## Requirement
Please identify every line of the material below that contains the word "branch", and copy each of those lines.

## Dataset records
******
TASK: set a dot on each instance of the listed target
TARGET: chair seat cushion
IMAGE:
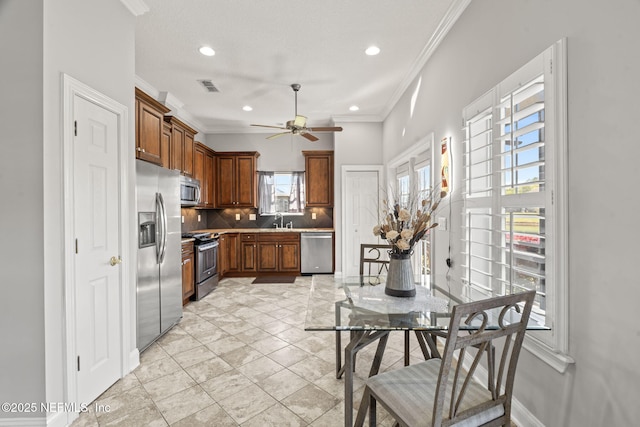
(408, 393)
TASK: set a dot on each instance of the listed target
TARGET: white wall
(92, 42)
(282, 154)
(601, 388)
(22, 358)
(358, 144)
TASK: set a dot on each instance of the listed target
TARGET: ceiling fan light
(300, 121)
(372, 50)
(207, 51)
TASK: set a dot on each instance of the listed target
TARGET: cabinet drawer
(280, 237)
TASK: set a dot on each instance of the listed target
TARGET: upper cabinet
(182, 145)
(236, 183)
(149, 130)
(163, 140)
(203, 171)
(319, 178)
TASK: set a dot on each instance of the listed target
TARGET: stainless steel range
(206, 262)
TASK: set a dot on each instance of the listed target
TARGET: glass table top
(360, 303)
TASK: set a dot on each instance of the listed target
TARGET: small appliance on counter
(206, 262)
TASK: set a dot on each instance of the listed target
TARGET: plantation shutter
(504, 189)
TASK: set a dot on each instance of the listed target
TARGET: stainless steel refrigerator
(159, 286)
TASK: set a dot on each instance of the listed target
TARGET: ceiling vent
(208, 85)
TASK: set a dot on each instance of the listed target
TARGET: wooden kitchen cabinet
(279, 253)
(319, 178)
(182, 145)
(188, 272)
(236, 183)
(229, 254)
(249, 252)
(203, 171)
(149, 129)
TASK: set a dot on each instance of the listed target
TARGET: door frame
(129, 356)
(345, 169)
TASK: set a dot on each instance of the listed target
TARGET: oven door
(206, 261)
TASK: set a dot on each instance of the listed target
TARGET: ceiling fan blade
(300, 121)
(267, 126)
(277, 135)
(326, 129)
(309, 136)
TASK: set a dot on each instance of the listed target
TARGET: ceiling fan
(298, 126)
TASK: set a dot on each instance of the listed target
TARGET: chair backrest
(511, 313)
(373, 257)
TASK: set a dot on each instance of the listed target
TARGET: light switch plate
(442, 223)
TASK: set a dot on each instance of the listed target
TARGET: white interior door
(97, 234)
(361, 189)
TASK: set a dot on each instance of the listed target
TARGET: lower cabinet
(229, 254)
(279, 253)
(251, 254)
(188, 272)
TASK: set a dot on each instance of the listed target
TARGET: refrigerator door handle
(162, 215)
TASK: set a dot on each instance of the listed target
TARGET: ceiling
(263, 46)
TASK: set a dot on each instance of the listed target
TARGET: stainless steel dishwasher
(316, 253)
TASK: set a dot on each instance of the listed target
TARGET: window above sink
(281, 193)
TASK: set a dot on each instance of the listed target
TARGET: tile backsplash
(226, 218)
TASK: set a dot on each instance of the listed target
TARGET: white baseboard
(134, 360)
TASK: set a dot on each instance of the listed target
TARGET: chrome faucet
(278, 215)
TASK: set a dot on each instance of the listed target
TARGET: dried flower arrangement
(401, 226)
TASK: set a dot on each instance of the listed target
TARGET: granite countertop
(264, 230)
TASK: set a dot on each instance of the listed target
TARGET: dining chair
(442, 392)
(373, 262)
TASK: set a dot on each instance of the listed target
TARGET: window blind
(504, 175)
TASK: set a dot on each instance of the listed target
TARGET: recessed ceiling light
(207, 51)
(372, 50)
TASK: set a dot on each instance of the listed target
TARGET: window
(412, 171)
(281, 192)
(514, 196)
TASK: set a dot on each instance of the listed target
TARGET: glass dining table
(359, 305)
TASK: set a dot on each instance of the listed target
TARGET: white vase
(400, 282)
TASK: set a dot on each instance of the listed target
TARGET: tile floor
(240, 357)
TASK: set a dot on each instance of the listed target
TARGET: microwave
(189, 191)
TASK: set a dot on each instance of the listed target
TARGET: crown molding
(136, 7)
(361, 118)
(447, 22)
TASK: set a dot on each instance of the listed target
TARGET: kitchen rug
(275, 279)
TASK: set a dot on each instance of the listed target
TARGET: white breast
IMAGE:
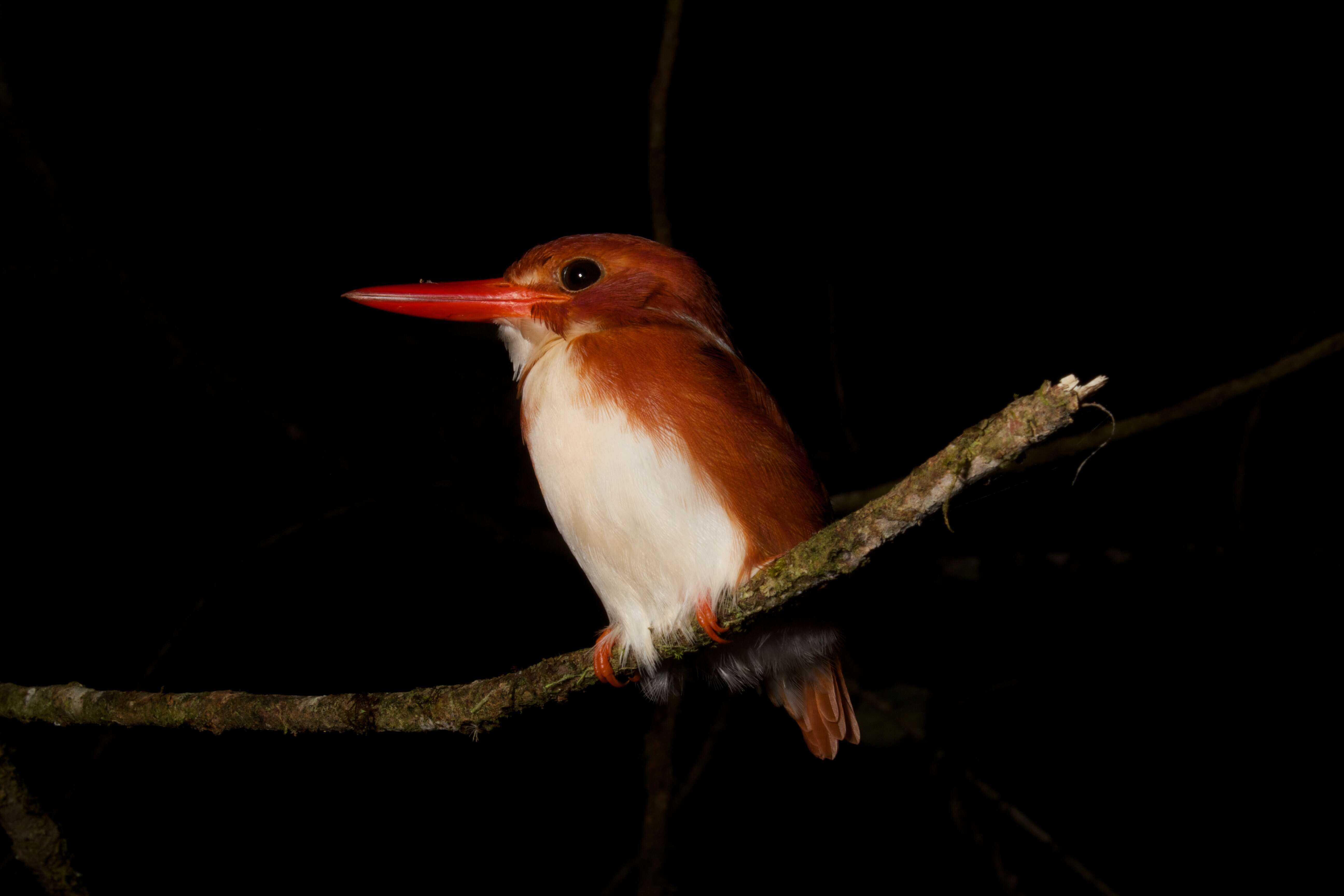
(651, 536)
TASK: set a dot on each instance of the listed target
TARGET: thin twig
(659, 124)
(1206, 401)
(1038, 834)
(479, 706)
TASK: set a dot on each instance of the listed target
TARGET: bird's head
(575, 284)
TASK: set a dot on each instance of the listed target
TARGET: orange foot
(603, 660)
(709, 620)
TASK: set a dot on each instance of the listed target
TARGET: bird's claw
(603, 660)
(709, 621)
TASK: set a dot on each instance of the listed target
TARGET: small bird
(663, 460)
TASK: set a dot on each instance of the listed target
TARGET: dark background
(224, 476)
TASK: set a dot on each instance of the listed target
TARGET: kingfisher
(663, 460)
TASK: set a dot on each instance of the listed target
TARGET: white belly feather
(650, 535)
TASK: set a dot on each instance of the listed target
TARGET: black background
(935, 213)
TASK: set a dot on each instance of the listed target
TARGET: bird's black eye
(580, 273)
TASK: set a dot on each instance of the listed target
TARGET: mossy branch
(471, 709)
(37, 840)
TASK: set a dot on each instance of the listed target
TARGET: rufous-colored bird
(663, 460)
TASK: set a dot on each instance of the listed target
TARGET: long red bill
(468, 300)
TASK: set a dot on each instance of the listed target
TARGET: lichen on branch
(471, 709)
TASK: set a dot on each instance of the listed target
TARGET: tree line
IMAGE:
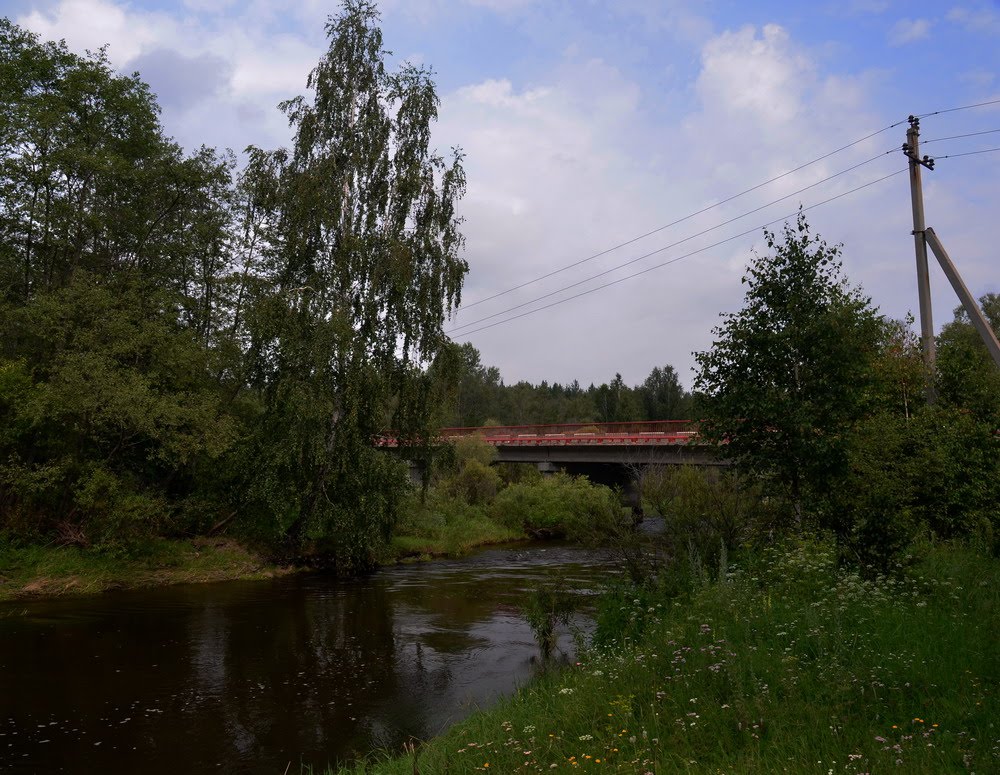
******
## The output
TARGET: mossy branch
TARGET: lichen on branch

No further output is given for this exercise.